Please render each line of the records below as a JSON list of strings, one string per line, with blank lines left out.
:: Data entries
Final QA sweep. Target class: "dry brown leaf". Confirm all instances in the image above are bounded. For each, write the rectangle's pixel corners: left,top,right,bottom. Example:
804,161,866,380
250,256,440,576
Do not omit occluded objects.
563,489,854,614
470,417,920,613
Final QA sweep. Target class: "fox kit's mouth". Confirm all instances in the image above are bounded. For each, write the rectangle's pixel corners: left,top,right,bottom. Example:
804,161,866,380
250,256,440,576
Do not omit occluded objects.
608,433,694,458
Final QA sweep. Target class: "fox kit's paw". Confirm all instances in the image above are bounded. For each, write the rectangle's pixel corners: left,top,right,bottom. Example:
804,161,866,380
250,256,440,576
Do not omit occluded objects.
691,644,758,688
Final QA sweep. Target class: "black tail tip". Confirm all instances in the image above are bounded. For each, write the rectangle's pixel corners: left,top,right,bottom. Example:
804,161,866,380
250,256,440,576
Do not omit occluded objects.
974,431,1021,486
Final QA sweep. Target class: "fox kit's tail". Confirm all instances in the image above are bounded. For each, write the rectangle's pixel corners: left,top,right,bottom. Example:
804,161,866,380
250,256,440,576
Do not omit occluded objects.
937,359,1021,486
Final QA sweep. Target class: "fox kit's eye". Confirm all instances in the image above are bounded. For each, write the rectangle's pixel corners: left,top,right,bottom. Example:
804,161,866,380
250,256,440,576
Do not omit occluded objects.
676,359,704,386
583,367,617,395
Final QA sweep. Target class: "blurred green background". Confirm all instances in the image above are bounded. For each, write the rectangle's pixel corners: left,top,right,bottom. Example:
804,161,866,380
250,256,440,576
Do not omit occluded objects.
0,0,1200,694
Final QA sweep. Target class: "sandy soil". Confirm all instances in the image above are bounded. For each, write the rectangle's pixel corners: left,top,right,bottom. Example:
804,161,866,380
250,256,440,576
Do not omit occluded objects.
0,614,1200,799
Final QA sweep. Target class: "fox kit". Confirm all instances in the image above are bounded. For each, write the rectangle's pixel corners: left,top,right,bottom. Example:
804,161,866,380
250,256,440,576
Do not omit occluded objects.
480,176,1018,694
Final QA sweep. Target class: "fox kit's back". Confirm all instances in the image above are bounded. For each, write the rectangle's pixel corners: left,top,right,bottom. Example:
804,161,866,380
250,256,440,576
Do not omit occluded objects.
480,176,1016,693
::::
Solution for this exercise:
[
  "Final QA sweep. Target class: \"dry brown leaf\". Confirm all instances in the image above are bounded. For each, write the rectangle's pixel corners: left,top,right,bottom. Example:",
  "804,161,866,380",
  "250,256,440,576",
  "Do not omit occluded objects.",
  "563,489,854,614",
  "470,417,920,613",
  "Final QA sweep. Target class: \"fox kit's mouth\". Confirm all instances in the image above are bounded. For each, write the rectangle's pixel corners: left,top,right,bottom. Example:",
  "804,161,866,380",
  "250,256,440,576",
  "Do not omit occluded objects.",
  "608,433,694,458",
  "Final QA sweep. Target class: \"fox kit's paw\". Confirm all instances in the image above are bounded. For each, write the rectangle's pixel corners: left,top,right,bottom. Example:",
  "804,161,866,380",
  "250,256,440,576",
  "Do not omit occluded objects.",
  "691,644,758,688",
  "Final QA sweep. Target class: \"black tail tip\". Confirm all instances in the image above are bounded. For each, write the rectangle's pixel corners: left,top,right,bottom. Example:",
  "804,161,866,380",
  "250,256,440,576",
  "Do not omit occluded objects.",
  "974,431,1021,486",
  "Final QA sweep. Target class: \"fox kit's tail\". Confirm all instances in the image above are bounded. For each, write the rectangle's pixel corners: left,top,right,bottom. Example:",
  "804,161,866,380",
  "250,256,440,576",
  "Do not omit occluded objects.",
  "937,359,1021,486",
  "Final QA sweep. Target class: \"fox kit's eye\". Confirm all instances in the image above are bounded. For each, write the rectangle's pixel corners: left,top,right,bottom. Example:",
  "804,161,866,380",
  "250,256,440,576",
  "Do not omit occluded objects.",
  "676,359,704,386",
  "583,367,617,395",
  "Final QA sweep. Target class: \"blurred green background\". Confirm all instances in the image above are bounded. For each, write the rectangle's pixel corners: left,top,right,bottom. Example:",
  "804,161,866,380",
  "250,256,440,576",
  "Do not omit occluded objects.",
  "0,0,1200,694",
  "Final QA sweep. Target class: \"sandy soil\". Confirm all instances in the image above are bounded. For each, write the rectangle's pixel corners: left,top,right,bottom. Example:",
  "804,161,866,380",
  "250,256,440,576",
  "Do not omit occluded objects.",
  "0,614,1200,799",
  "Final QA sweep. Target class: \"fox kit\". Confirm all instances in the image above are bounded. For each, write the rectangle's pixel corners: left,top,right,bottom. Example:",
  "804,161,866,380",
  "250,256,440,576",
  "Do not omit occluded objects.",
  "480,176,1018,694",
  "Final QA sweep. Target class: \"fox kit's back\". Confirm all instances in the image above are bounded. For each, write the rectangle's pixel corners: left,top,right,bottom. Example:",
  "804,161,866,380",
  "250,256,440,576",
  "Do not omit occluded objects.",
  "480,176,1016,693"
]